EXERCISE OBJECTIVE: Pick out every line in the rows below that contains the word "barn", and copy each one.

Box annotations for photos:

★ ★ ★

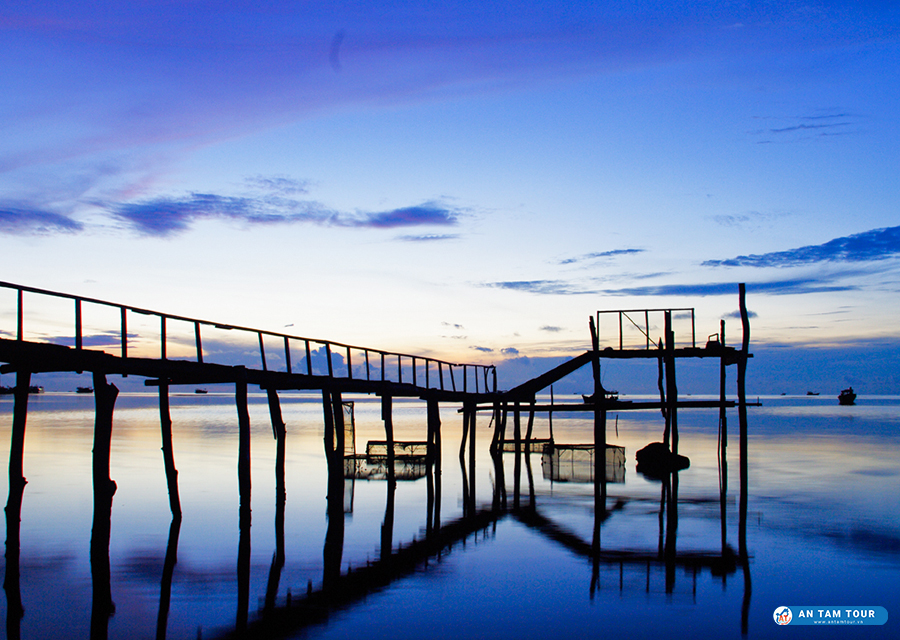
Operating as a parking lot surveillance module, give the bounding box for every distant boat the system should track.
[0,385,44,395]
[838,387,856,405]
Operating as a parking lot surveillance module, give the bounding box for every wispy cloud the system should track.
[702,227,900,267]
[0,208,84,235]
[484,280,594,295]
[106,192,460,239]
[559,249,644,264]
[600,278,858,297]
[751,112,858,144]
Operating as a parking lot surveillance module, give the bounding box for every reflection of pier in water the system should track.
[0,283,750,638]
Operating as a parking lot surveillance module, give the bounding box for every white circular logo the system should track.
[772,607,794,624]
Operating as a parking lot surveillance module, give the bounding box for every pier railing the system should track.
[0,281,497,393]
[597,307,697,349]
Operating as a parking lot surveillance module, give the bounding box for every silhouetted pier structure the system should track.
[0,282,751,638]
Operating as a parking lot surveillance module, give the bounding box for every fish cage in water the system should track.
[541,444,625,483]
[344,440,430,480]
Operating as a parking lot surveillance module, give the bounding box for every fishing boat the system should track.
[838,387,856,405]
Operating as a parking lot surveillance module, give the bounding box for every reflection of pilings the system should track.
[718,320,728,553]
[3,371,31,640]
[91,372,119,640]
[156,518,181,640]
[322,400,346,591]
[159,380,181,519]
[234,501,250,631]
[492,451,507,511]
[228,510,504,640]
[513,402,522,509]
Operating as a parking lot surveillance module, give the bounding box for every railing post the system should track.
[75,298,82,351]
[159,316,166,360]
[325,342,334,378]
[16,289,25,342]
[256,331,269,371]
[284,336,292,373]
[194,322,203,364]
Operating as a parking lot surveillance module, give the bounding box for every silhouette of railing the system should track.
[0,281,497,394]
[597,307,697,350]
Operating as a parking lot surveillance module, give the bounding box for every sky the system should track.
[0,0,900,390]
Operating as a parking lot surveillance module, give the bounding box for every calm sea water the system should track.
[0,393,900,640]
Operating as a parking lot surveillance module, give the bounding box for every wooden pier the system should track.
[0,282,752,637]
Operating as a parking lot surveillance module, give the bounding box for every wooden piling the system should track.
[234,376,251,507]
[9,370,31,489]
[266,388,287,504]
[93,372,119,499]
[381,394,396,484]
[91,371,119,638]
[159,380,181,521]
[665,311,678,453]
[737,282,750,558]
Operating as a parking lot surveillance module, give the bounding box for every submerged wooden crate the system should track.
[541,444,625,483]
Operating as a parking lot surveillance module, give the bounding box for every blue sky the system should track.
[0,1,900,376]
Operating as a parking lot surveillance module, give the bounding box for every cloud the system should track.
[484,280,595,295]
[347,204,458,229]
[702,227,900,267]
[599,278,858,297]
[559,249,645,264]
[751,113,856,144]
[106,192,459,239]
[396,233,460,242]
[0,208,84,235]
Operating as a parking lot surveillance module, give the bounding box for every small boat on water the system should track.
[838,387,856,405]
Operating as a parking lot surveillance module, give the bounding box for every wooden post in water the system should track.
[9,371,31,494]
[91,371,119,638]
[665,311,678,453]
[589,316,606,510]
[513,400,522,511]
[3,371,31,639]
[381,394,396,485]
[159,380,181,521]
[234,367,250,508]
[428,400,441,532]
[266,388,287,508]
[737,282,750,559]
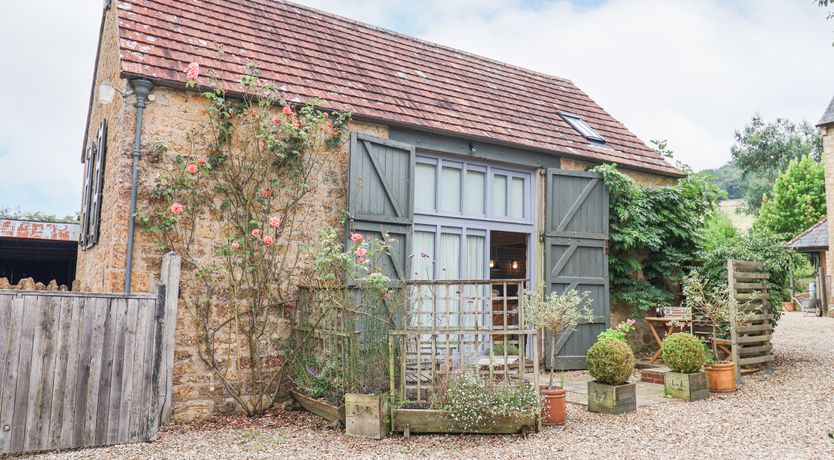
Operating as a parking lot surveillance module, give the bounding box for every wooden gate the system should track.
[543,169,610,369]
[0,256,179,454]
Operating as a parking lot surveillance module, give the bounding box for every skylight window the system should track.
[559,112,605,144]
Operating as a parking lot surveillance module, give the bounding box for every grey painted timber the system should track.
[0,274,179,456]
[542,169,610,369]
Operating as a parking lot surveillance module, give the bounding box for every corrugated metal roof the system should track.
[788,219,828,252]
[112,0,683,176]
[0,219,81,241]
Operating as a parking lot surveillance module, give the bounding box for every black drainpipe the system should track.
[125,79,153,294]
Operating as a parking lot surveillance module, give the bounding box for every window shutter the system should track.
[87,120,107,247]
[78,144,96,249]
[346,133,415,280]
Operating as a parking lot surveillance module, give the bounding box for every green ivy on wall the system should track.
[592,165,720,317]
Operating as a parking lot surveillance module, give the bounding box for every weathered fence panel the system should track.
[0,256,179,454]
[727,259,774,379]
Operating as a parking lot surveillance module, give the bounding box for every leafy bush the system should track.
[588,339,634,385]
[433,368,542,428]
[597,318,637,343]
[703,214,741,251]
[592,165,720,318]
[492,343,518,356]
[663,332,704,374]
[753,156,825,240]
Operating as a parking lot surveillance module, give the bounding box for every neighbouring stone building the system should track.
[77,0,684,419]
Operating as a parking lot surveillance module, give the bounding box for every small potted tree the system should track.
[587,338,637,414]
[663,332,709,401]
[521,284,593,425]
[683,272,744,393]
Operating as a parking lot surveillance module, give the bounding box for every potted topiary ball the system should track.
[587,339,637,414]
[663,332,709,401]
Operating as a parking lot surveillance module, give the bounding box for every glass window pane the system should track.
[414,163,436,209]
[411,231,435,280]
[437,233,460,280]
[440,166,460,212]
[463,171,486,216]
[510,177,524,219]
[492,174,507,217]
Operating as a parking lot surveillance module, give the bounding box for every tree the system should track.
[730,114,822,212]
[753,157,826,238]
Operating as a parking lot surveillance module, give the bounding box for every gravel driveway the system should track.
[30,313,834,460]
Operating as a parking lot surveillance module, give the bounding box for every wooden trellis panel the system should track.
[727,259,773,380]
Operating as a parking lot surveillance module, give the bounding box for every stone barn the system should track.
[77,0,683,419]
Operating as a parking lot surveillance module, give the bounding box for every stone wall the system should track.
[561,158,677,356]
[77,2,688,420]
[76,8,138,292]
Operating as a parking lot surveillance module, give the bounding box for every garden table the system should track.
[645,316,692,364]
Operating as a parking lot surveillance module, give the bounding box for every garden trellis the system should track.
[388,280,539,405]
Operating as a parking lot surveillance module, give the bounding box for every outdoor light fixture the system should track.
[98,82,147,104]
[98,83,116,104]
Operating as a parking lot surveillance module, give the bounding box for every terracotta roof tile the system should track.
[112,0,681,176]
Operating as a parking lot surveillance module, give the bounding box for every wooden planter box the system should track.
[290,391,345,426]
[345,393,389,439]
[588,381,637,414]
[393,409,538,436]
[663,371,709,401]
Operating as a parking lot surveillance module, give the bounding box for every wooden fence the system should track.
[727,259,773,380]
[0,255,179,454]
[389,280,539,404]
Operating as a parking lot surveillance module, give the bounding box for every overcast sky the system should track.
[0,0,834,214]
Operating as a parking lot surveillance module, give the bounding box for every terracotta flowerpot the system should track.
[542,388,567,426]
[704,363,736,393]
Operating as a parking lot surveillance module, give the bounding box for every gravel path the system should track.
[30,313,834,460]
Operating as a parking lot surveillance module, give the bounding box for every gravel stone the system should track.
[29,313,834,460]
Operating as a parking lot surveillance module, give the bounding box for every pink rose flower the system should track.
[171,203,185,216]
[185,62,200,81]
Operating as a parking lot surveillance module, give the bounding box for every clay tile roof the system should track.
[117,0,682,176]
[788,219,828,252]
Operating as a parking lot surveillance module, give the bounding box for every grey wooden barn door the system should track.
[544,169,610,369]
[348,133,414,280]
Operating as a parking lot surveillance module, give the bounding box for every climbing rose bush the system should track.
[137,62,350,416]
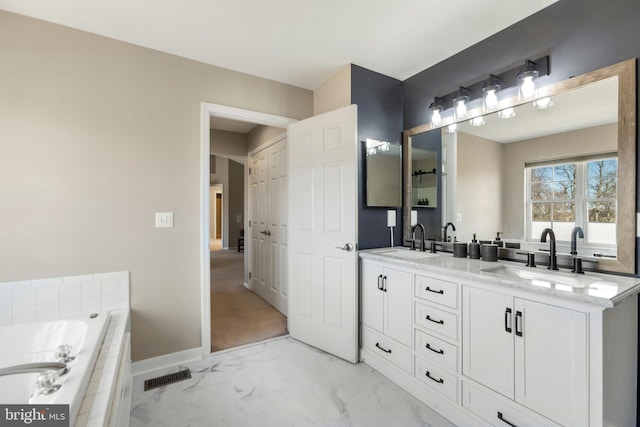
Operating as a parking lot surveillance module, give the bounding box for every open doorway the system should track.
[203,107,288,352]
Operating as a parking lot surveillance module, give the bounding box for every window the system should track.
[526,156,618,246]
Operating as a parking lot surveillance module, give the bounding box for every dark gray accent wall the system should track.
[403,0,640,271]
[351,65,402,249]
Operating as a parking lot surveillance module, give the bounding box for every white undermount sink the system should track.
[480,265,601,288]
[378,249,438,259]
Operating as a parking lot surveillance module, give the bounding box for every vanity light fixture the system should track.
[498,107,516,119]
[429,96,443,126]
[444,123,458,133]
[482,74,500,113]
[533,96,553,110]
[518,59,540,100]
[453,86,469,120]
[469,116,485,126]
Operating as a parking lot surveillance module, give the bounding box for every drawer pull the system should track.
[426,343,444,354]
[516,311,522,337]
[424,286,444,295]
[376,342,391,354]
[425,371,444,384]
[426,314,444,325]
[498,411,518,427]
[504,307,511,333]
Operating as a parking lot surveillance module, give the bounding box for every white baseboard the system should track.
[131,347,202,376]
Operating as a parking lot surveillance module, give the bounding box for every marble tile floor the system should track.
[130,336,453,427]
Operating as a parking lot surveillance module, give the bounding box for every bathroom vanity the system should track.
[360,248,640,427]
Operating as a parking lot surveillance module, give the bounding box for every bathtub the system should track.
[0,313,109,426]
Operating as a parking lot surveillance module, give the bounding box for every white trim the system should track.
[199,102,297,359]
[131,347,202,376]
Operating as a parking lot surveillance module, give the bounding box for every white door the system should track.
[514,298,589,426]
[383,268,413,346]
[288,105,358,363]
[263,139,288,316]
[462,286,515,399]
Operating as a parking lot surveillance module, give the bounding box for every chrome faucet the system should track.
[569,227,584,255]
[540,228,558,270]
[442,222,456,242]
[411,223,426,252]
[0,362,67,377]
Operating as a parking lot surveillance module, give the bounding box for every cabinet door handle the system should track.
[425,314,444,325]
[498,411,518,427]
[516,311,522,337]
[504,307,512,333]
[426,343,444,354]
[425,371,444,384]
[376,342,391,354]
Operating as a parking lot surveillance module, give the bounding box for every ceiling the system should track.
[0,0,557,90]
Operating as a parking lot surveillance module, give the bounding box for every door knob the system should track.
[336,243,353,252]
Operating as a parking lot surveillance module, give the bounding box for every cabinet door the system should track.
[383,268,413,347]
[360,262,384,333]
[514,298,588,426]
[462,286,514,399]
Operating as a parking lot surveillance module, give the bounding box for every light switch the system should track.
[156,212,173,228]
[387,209,396,227]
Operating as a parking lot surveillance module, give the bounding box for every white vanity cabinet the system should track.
[360,262,413,372]
[361,250,640,427]
[462,286,589,426]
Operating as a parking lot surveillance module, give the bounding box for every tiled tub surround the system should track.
[360,248,640,427]
[0,271,132,427]
[0,271,129,325]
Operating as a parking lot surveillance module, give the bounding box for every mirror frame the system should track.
[402,58,636,274]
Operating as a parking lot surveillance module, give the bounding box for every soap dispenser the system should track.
[469,233,480,259]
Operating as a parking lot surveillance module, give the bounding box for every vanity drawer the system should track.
[415,356,458,403]
[414,329,458,372]
[414,302,458,340]
[462,381,559,427]
[415,274,458,308]
[362,327,411,374]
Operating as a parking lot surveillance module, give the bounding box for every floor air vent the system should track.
[144,369,191,391]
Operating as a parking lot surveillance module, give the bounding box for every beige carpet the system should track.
[211,250,288,352]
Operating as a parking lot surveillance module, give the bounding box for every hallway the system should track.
[211,244,288,352]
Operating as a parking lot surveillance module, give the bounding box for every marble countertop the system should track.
[359,247,640,308]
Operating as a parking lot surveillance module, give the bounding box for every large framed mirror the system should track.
[403,59,636,273]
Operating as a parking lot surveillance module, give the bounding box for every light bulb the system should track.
[533,96,553,110]
[484,89,498,111]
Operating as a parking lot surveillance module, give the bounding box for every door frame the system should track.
[200,102,298,359]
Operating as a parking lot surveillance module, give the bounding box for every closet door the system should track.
[249,150,270,301]
[249,136,288,316]
[266,139,288,316]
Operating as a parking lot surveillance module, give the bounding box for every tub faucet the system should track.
[411,223,426,252]
[540,228,558,270]
[569,227,584,255]
[0,362,67,377]
[442,222,456,242]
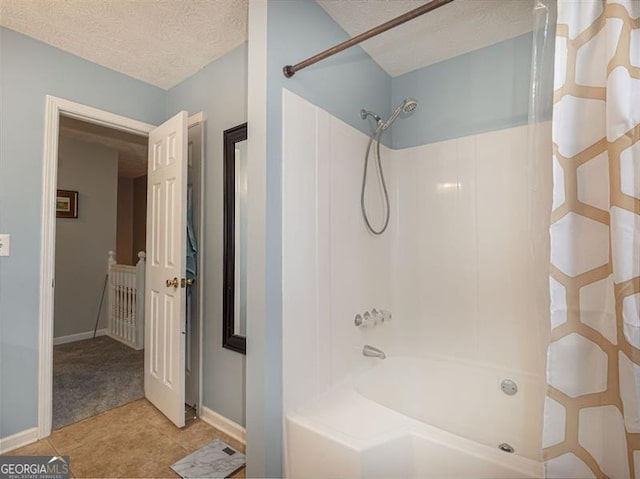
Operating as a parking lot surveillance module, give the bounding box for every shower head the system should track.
[360,109,382,125]
[382,98,418,130]
[402,98,418,113]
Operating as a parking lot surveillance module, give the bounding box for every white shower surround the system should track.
[282,90,550,477]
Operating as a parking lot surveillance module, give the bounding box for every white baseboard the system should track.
[53,328,107,346]
[200,406,247,444]
[0,427,38,454]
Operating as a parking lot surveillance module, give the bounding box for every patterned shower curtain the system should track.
[543,0,640,479]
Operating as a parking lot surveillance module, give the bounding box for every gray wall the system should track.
[0,27,166,437]
[115,176,135,265]
[131,175,147,264]
[53,137,118,338]
[167,44,251,425]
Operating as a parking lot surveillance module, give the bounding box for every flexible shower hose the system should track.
[360,126,391,236]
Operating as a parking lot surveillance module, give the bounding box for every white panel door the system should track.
[144,111,187,427]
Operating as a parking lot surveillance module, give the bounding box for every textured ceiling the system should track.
[60,116,148,178]
[316,0,534,76]
[0,0,248,89]
[0,0,534,89]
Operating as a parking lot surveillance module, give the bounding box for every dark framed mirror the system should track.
[222,123,247,354]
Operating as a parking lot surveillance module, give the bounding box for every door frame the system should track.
[38,95,204,439]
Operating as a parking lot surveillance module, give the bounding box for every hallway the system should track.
[9,399,245,478]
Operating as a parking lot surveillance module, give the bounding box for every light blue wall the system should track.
[0,28,166,437]
[247,0,391,477]
[391,33,536,148]
[167,43,247,425]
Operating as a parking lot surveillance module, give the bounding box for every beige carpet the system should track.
[53,336,144,429]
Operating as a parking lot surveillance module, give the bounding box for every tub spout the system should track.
[362,344,387,359]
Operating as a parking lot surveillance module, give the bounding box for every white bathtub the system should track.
[286,357,543,479]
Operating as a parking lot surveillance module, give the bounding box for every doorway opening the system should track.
[52,116,148,429]
[38,96,204,438]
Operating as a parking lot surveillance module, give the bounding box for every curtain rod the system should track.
[282,0,453,78]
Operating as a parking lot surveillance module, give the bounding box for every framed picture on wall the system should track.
[56,190,78,218]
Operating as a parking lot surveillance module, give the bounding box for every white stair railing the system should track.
[107,251,145,349]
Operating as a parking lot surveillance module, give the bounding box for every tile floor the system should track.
[3,399,245,478]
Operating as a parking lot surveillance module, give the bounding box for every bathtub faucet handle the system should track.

★ ★ ★

THE OUTPUT:
Operating as a parking lot surveillance module, give the bounding box for every stone barn the system should track.
Operating as a parking lot surveillance module, give the bounding box for every grey wooden barn door the system should track.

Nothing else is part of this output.